▶ **PROBLEM**
Print the documentary collections text word for word, beginning at the words "For the exporter, it" and stopping after "politically stable country.".
--- READING TEXT ---
A documentary collection is usually, but need not be, subject to a set of rules governed by the ICC, known as the ICC Uniform Rules for Collections, Publication No. 522 (or URC 522 for short).

A collection can be defined as - "The delivery of a draft, promissory note or cheque and/or documents by a bank to a third party (i.e., an importer), on behalf of the exporter, against fulfilment of certain conditions i.e., payment, acceptance or another specified consideration."

For the exporter, it bridges the gap between open account and documentary credits by providing a potentially higher level of security than open account, through the control of the documents by banks, without the often onerous terms and conditions of a documentary credit. 

For importers and exporters, a documentary collection attracts cheaper bank costs than those associated with a documentary credit.

Considerations:

  • Requires a certain trust in the importer i.e., their standing and financial position.
  • No previous adverse experiences i.e., payment delays, non-payment.
  • Importer should be located in a politically stable country.
  • There is a possibility to retain control of the goods via documents of title i.e., bills of lading o rconsignments to a bank (with prior agreement).
  • There must be an understanding that one of the parties will take out necessary insurance cover for the transit of the goods.

Main Risks:

  • Importer/Buyer Risk (Credit Risk) - e.g., an importer may not pay for the goods due to insolvency or willful default.
--- RECORD EXTRACTS ---
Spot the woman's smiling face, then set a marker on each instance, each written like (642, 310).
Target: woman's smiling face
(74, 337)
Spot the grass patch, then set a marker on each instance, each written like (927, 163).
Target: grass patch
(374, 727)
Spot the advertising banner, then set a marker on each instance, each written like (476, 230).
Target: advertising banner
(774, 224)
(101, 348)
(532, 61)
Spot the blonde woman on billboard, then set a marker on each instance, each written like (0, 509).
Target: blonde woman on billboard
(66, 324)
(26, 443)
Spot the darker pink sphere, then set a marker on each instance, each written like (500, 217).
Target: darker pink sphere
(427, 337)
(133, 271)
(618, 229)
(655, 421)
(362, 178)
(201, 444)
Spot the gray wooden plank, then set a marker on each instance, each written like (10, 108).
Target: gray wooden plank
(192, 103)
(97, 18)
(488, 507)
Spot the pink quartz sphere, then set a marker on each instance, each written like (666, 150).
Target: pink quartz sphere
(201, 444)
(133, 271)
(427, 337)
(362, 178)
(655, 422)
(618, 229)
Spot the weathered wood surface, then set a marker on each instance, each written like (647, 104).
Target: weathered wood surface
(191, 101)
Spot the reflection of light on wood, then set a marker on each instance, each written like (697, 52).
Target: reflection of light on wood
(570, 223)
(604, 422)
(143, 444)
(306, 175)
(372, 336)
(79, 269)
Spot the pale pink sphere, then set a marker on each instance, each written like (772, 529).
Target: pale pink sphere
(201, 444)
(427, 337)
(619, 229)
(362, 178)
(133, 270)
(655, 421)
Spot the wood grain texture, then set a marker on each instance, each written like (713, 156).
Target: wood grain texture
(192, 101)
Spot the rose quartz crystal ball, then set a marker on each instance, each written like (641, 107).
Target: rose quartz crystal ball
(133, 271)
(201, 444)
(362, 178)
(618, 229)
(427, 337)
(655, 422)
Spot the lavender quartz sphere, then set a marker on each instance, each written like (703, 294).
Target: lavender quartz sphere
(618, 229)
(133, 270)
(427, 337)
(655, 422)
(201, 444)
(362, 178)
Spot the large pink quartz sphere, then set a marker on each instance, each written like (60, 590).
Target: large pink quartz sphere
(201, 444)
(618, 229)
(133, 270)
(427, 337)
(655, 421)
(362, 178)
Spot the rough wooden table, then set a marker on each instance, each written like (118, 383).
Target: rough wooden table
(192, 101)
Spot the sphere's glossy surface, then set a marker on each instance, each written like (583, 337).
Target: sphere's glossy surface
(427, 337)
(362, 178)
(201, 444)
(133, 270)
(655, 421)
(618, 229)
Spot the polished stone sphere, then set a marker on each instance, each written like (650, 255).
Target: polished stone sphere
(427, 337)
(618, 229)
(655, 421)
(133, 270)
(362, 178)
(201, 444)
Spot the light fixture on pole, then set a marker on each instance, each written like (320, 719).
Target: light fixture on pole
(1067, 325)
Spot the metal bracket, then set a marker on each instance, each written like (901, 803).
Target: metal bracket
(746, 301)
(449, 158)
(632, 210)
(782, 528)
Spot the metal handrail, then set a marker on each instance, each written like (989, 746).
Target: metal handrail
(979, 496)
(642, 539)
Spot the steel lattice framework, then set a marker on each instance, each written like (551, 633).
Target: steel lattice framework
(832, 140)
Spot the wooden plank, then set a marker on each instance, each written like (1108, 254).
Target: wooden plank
---
▶ **WRITTEN SOLUTION**
For the exporter, it bridges the gap between open account and documentary credits by providing a potentially higher level of security than open account, through the control of the documents by banks, without the often onerous terms and conditions of a documentary credit. 

For importers and exporters, a documentary collection attracts cheaper bank costs than those associated with a documentary credit.

Considerations:

  • Requires a certain trust in the importer i.e., their standing and financial position.
  • No previous adverse experiences i.e., payment delays, non-payment.
  • Importer should be located in a politically stable country.